### [Set problem A]
Retype the section of the contract terms starting at "Industrial property rights" and ending at "matter of the contract.".
### [Set problem B]
Extend the contract terms beyond their final sentence.

** BEGIN Page **

The limitation period for claims based on defects of our deliveries and services as well as for claims based on our liability for damages shall be one year. This shall not apply insofar as longer periods are prescribed in accordance with §§ 438 Para. 1 No. 2 (buildings and items for buildings), 479 Para. 1 (right of recourse) and 634a Para. 1 No. 2 BGB (German Civil Code) (construction defects) as well as in cases of injury to life, limb or health, in the event of an intentional or grossly negligent breach of duty on our part and in the event of claims for damages under the Product Liability Act.

§ 11 Property rights

Industrial property rights and copyrights to our work performances shall remain with us. Unless otherwise agreed, we grant the customer only simple rights of use limited to use in the Federal Republic of Germany and for the duration of the contract. In particular, this does not include the right to reproduce and process the subject matter of the contract.

§ 12 Secrecy
  1. The parties shall not disclose to third parties or make unauthorized use for their own business purposes of confidential information, including know-how and business ideas of the respective other contractual partner, which is entrusted to them or becomes known to them on the occasion of the cooperation, during the term and after termination of the contractual relationship. This shall apply accordingly to the conclusion and content of this contract. The parties shall also impose this obligation on their employees.

** END Page **
** BEGIN Recorded information **

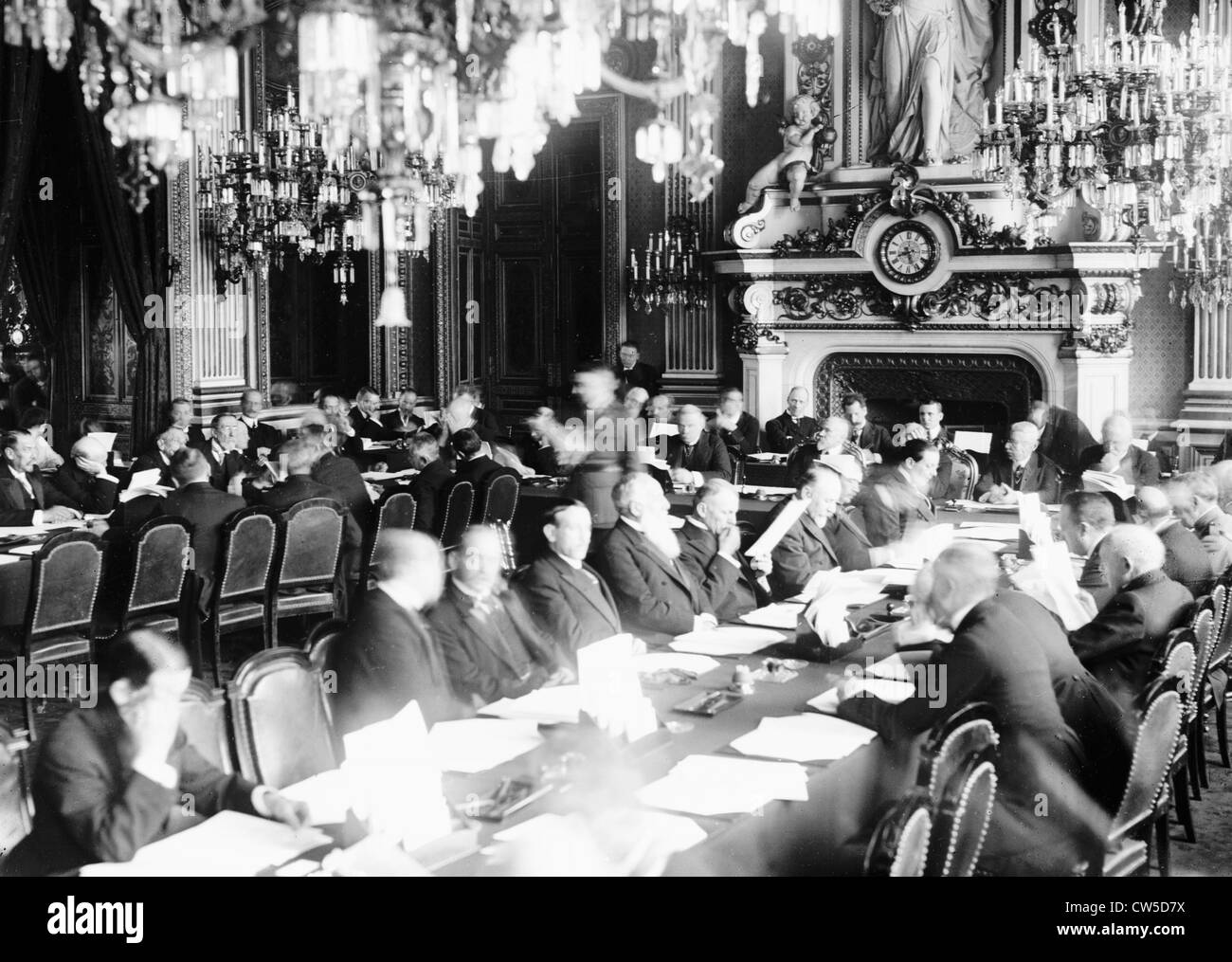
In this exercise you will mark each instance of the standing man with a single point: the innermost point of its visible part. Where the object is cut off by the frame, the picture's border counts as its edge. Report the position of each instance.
(792, 427)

** END Recorded information **

### [Right answer A]
Industrial property rights and copyrights to our work performances shall remain with us. Unless otherwise agreed, we grant the customer only simple rights of use limited to use in the Federal Republic of Germany and for the duration of the contract. In particular, this does not include the right to reproduce and process the subject matter of the contract.

### [Right answer B]
  2. This obligation to maintain secrecy shall not apply to information that was
    - already known to the other party outside the contractual relationship;
    - have been lawfully acquired from third parties;
    - are or become generally known or state of the art;
    - are released by the releasing contractual partner.
    The confidentiality obligation for technical information ends 5 years after the termination of the cooperation of the parties.
  3. After termination of this contractual relationship, the parties shall return all documents and information requiring secrecy without being requested to do so or destroy them at the request of the issuing party and provide proof thereof.
  4. The parties shall comply with the rules of data protection, in particular when they are granted access to the other party's operations or hardware and software. They shall ensure that their vicarious agents also comply with these provisions, in particular they shall oblige them to maintain data secrecy before commencing their activities. The parties do not intend to process or use personal data on behalf of the other party. Rather, a transfer of personal data shall only occur in exceptional cases as a secondary consequence of the contractual services of the parties. The personal data shall be handled by the parties in accordance with the provisions of data protection law.
§ 13 Extended lien for work performance

If work performances (e.g. calculations or customer-specific own designs) have been commissioned, we shall be entitled to a contractual lien on the items that have come into our possession on the basis of the contract because of our claim arising from the contract. The contractual lien may also be asserted on account of claims arising from work previously carried out, spare parts deliveries and other services, insofar as they are connected with the subject matter of the contract. For other claims arising from the business relationship, the contractual lien shall only apply insofar as these are undisputed or a legally binding title exists and the subject matter of the contract belongs to the customer.

§ 14 Subcontractors

We are entitled to use subcontractors.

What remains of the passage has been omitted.